--- start SUPPLIED RECORDS ---
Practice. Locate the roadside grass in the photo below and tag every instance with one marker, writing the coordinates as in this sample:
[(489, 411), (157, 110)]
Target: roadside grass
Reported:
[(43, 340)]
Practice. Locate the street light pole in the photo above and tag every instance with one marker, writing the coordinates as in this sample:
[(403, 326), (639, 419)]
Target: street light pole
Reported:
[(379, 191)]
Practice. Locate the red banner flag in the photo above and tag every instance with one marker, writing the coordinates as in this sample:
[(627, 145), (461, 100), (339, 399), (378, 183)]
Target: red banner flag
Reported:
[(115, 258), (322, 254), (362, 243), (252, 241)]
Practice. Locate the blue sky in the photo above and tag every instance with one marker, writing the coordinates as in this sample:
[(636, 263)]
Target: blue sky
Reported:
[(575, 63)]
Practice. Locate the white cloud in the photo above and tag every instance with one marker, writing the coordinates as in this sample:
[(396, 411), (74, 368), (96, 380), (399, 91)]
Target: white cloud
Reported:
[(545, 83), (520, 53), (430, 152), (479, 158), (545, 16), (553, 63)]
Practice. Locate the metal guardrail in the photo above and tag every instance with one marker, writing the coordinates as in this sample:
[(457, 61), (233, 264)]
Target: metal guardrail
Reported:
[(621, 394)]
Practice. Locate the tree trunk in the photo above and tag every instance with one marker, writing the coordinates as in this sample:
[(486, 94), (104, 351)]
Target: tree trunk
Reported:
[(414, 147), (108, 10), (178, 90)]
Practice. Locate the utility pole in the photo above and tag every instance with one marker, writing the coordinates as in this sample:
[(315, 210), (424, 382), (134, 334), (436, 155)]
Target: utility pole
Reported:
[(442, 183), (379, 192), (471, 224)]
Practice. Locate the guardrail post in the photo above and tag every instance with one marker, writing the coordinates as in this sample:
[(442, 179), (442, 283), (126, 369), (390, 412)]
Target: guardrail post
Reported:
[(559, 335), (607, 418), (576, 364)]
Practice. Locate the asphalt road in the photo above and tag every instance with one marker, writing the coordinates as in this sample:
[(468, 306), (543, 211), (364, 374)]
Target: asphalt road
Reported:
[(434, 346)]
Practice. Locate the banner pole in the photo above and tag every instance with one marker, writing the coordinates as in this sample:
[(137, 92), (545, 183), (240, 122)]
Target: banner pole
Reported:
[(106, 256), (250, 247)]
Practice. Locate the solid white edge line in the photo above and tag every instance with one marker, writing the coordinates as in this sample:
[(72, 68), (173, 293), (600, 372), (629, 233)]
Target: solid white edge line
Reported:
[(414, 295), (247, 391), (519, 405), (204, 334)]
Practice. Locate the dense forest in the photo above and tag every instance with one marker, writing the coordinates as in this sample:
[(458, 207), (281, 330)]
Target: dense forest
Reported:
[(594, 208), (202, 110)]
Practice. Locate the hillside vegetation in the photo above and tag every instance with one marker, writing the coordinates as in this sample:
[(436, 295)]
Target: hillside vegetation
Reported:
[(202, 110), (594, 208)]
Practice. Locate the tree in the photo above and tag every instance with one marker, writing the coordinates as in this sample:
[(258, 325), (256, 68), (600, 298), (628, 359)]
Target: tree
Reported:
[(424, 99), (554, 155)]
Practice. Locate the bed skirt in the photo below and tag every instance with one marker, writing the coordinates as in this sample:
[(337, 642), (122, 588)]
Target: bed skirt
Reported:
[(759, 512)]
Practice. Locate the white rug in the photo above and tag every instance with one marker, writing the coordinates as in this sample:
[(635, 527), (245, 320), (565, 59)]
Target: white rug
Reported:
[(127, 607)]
--- end SUPPLIED RECORDS ---
> _STATED TASK_
Give the records above again, word for word.

> _ANSWER TO THE EXERCISE_
Practice. Locate the roadside grass in the photo below and tag every instance with one marker, writing the coordinates as in this sample:
[(489, 411), (157, 110)]
Target: roadside grass
Reported:
[(43, 340)]
Practice. Locate the street light pole in the photo above and tag every instance with one marker, writing the coordinates as in this sample:
[(403, 326), (639, 419)]
Target: street light pole
Reported:
[(379, 191)]
Practice. Locate the red banner flag in the photo above and tag every instance with one marker, writing the coordinates as in this sample:
[(627, 145), (461, 100), (339, 399), (378, 183)]
Target: red banner flag
Reported:
[(115, 258), (322, 254), (362, 243), (252, 241)]
Practice. Locate the blue sky in the photo above and tag every instance with one marker, writing the coordinates as in this sample:
[(636, 263)]
Target: blue sky
Reported:
[(575, 63)]
Practice. Locate the white cloud in the photo above and tag every instance with one marker, writing the coordinates as in this sample:
[(396, 411), (74, 368), (96, 380), (399, 91)]
Target: white cloud
Reported:
[(545, 83), (520, 53), (430, 152), (479, 158), (545, 16), (553, 63)]
Practice. Locate the metal guardrail in the photo above and tag every instance with one marker, writing the coordinates as in this sample:
[(457, 61), (233, 264)]
Target: metal guardrail
Reported:
[(621, 394)]
Practice. Locate the tree trunk in the photo above and tag every instance with one marker, writing the coordinates as in this sample:
[(486, 94), (104, 351)]
Target: tree trunk
Reported:
[(414, 147), (108, 10), (178, 90)]
Practice. Locate the utility pole in the photo above and tag every instance with one marker, writing the coordinates as in this sample:
[(315, 210), (424, 382), (134, 334), (436, 155)]
Target: utility pole
Reported:
[(442, 183), (379, 192), (471, 224)]
Practice. Locate the guardrail post in the photo above and tag every instance with one marker, writing the coordinates as in this sample:
[(442, 179), (442, 283), (126, 369), (390, 412)]
Target: guardrail post
Reported:
[(559, 335), (607, 418), (576, 364)]
Practice. Locate the asphalt road in the photo above and tag every instance with one marker, writing the coordinates as in this sample:
[(468, 306), (543, 211), (364, 374)]
Target: asphalt road
Reported:
[(434, 346)]
Practice. Locate the banner pole in the photo above and tag every instance with one marker, writing the coordinates as in this sample:
[(137, 92), (545, 183), (240, 122)]
Target: banner pole
Reported:
[(106, 256), (250, 247)]
Practice. Locate the solid white edge line in the photo above and tag every instance with one marker, writing the coordinates as in this sample:
[(72, 68), (173, 293), (600, 372), (629, 233)]
Target: solid white edge line
Reported:
[(414, 295), (247, 391), (519, 405), (204, 334)]
Practice. Locate the dense forest in the photo above and tag every instance with one marker, writing the coordinates as in this sample:
[(458, 207), (281, 330)]
Target: dense forest
Reported:
[(594, 208), (202, 110)]
Practice. Locate the hillside vegetation in the photo above and tag every instance with one marker, writing the coordinates as in this sample:
[(436, 295)]
Target: hillside vegetation
Reported:
[(202, 110), (594, 208)]
Practice. Locate the tree in the photo above and tag every instance with one marker, writing the coordinates as in this sample:
[(258, 325), (256, 68), (600, 298), (628, 359)]
Target: tree
Reported:
[(424, 99), (554, 155)]
Practice. Locate the bed skirt in the photo below and tag every instance with one marker, writing the coordinates as in this sample:
[(337, 642), (122, 588)]
Target: bed skirt
Reported:
[(759, 512)]
Practice. Locate the white rug in the photo above and tag every instance with one marker, writing the coordinates as in this sample:
[(635, 527), (245, 320), (565, 59)]
Target: white rug
Reported:
[(127, 607)]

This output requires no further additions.